[START]

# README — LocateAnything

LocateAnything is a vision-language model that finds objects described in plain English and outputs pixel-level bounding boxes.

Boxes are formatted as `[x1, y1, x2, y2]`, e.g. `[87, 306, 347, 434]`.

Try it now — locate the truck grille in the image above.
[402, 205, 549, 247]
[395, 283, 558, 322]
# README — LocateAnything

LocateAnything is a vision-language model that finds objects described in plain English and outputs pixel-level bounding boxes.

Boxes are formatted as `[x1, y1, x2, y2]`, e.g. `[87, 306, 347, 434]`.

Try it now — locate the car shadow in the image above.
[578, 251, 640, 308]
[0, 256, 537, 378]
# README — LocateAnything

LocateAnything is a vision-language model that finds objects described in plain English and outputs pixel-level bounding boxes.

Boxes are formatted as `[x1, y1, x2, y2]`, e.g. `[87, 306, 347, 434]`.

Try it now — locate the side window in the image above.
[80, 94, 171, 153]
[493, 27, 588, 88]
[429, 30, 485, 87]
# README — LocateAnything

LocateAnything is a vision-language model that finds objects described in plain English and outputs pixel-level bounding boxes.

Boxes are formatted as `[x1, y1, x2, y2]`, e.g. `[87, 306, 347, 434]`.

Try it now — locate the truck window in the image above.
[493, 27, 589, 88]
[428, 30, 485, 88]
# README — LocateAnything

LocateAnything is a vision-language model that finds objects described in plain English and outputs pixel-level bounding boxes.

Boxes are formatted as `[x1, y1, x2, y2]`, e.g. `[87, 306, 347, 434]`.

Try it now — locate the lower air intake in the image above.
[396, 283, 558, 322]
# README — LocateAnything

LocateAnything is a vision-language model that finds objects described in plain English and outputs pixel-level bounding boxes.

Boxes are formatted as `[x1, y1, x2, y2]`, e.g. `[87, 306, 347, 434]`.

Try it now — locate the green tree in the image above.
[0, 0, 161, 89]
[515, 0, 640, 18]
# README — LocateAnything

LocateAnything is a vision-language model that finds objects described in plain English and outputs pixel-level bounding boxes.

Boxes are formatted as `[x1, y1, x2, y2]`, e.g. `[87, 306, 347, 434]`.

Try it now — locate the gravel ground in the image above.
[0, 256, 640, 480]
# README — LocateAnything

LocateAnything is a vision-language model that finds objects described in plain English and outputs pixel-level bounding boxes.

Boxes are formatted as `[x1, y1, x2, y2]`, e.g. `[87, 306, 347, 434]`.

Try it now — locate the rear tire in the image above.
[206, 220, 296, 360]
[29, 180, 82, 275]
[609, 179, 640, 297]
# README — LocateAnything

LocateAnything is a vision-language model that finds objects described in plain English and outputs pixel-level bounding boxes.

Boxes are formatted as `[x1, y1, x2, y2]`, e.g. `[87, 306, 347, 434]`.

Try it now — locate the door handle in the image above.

[END]

_TASK REQUIREMENTS_: Extract every one of the rows above verbatim, reproducing each line unchanged and in its original order.

_COMPLETE OUTPUT_:
# README — LocateAnything

LocateAnything is a vision-language model that finds objects described in plain English and outputs pixel-level bounding boxes.

Boxes are formatted as `[x1, y1, x2, y2]`, e.g. `[87, 306, 347, 434]`.

Try it now — locate the truck grille in the image above.
[402, 205, 549, 247]
[395, 283, 558, 322]
# README — LocateAnything

LocateAnything is a vision-language model that finds objects described in plain English and outputs pixel-level bounding boxes.

Boxes are formatted as `[x1, y1, x2, y2]`, e.g. `[87, 306, 347, 434]`.

Try it now — locate the car shadow in the image above.
[578, 251, 640, 308]
[0, 256, 537, 378]
# README — LocateAnything

LocateAnything is a vision-language model that finds objects described in plain English and outputs pixel-level bounding boxes.

Boxes are formatted as `[x1, y1, x2, y2]`, e.g. `[87, 306, 347, 434]`.

Try it now — locate the side window in the image above.
[80, 94, 171, 153]
[493, 27, 588, 88]
[429, 30, 485, 87]
# README — LocateAnything

LocateAnything is a vision-language model that finds objects described in plain English and outputs pixel-level bounding boxes.

Boxes are formatted as `[x1, y1, x2, y2]`, e.g. `[87, 306, 347, 434]`.

Try it now — locate the truck window in the image above.
[493, 27, 589, 88]
[428, 30, 485, 88]
# README — LocateAnything

LocateAnything is a vision-language model that finds objects described in plain English and outputs pixel-level bounding boxes.

Boxes are formatted as `[x1, y1, x2, y2]`, e.g. `[87, 306, 347, 434]`.

Try it now — locate the lower air intake in the image above.
[396, 283, 558, 322]
# README — LocateAnything

LocateAnything is a vision-language model that finds objects described in plain English and outputs pixel-level bounding boxes.

Boxes are formatted as `[x1, y1, x2, y2]`, e.g. `[87, 306, 347, 434]`.

Try it now — locate the green tree in the image above.
[0, 0, 161, 89]
[515, 0, 640, 18]
# README — LocateAnything

LocateAnything is a vision-language model that finds objects described in plain English and outputs pixel-level bounding boxes.

Boxes are formatted as `[x1, y1, x2, y2]`, e.g. `[87, 306, 347, 434]`.

Try it now — locate the gravel ground in the image above.
[0, 256, 640, 480]
# README — LocateAnything

LocateAnything is a vision-language model that finds objects described in plain English and outputs pixel-level bounding boxes.

Boxes are formatted as `[x1, y1, x2, y2]`, e.g. `[87, 306, 347, 434]`.

Try it now — locate the rear tire in the image above.
[206, 220, 296, 360]
[29, 180, 82, 275]
[609, 179, 640, 297]
# README — LocateAnything

LocateAnything is a vision-language model that finds objects described in plain English and outputs pixel-level bounding boxes.

Boxes are formatted as `[x1, y1, x2, y2]`, e.g. `[87, 306, 347, 434]`.

Try it now — locate the door handle in the image above.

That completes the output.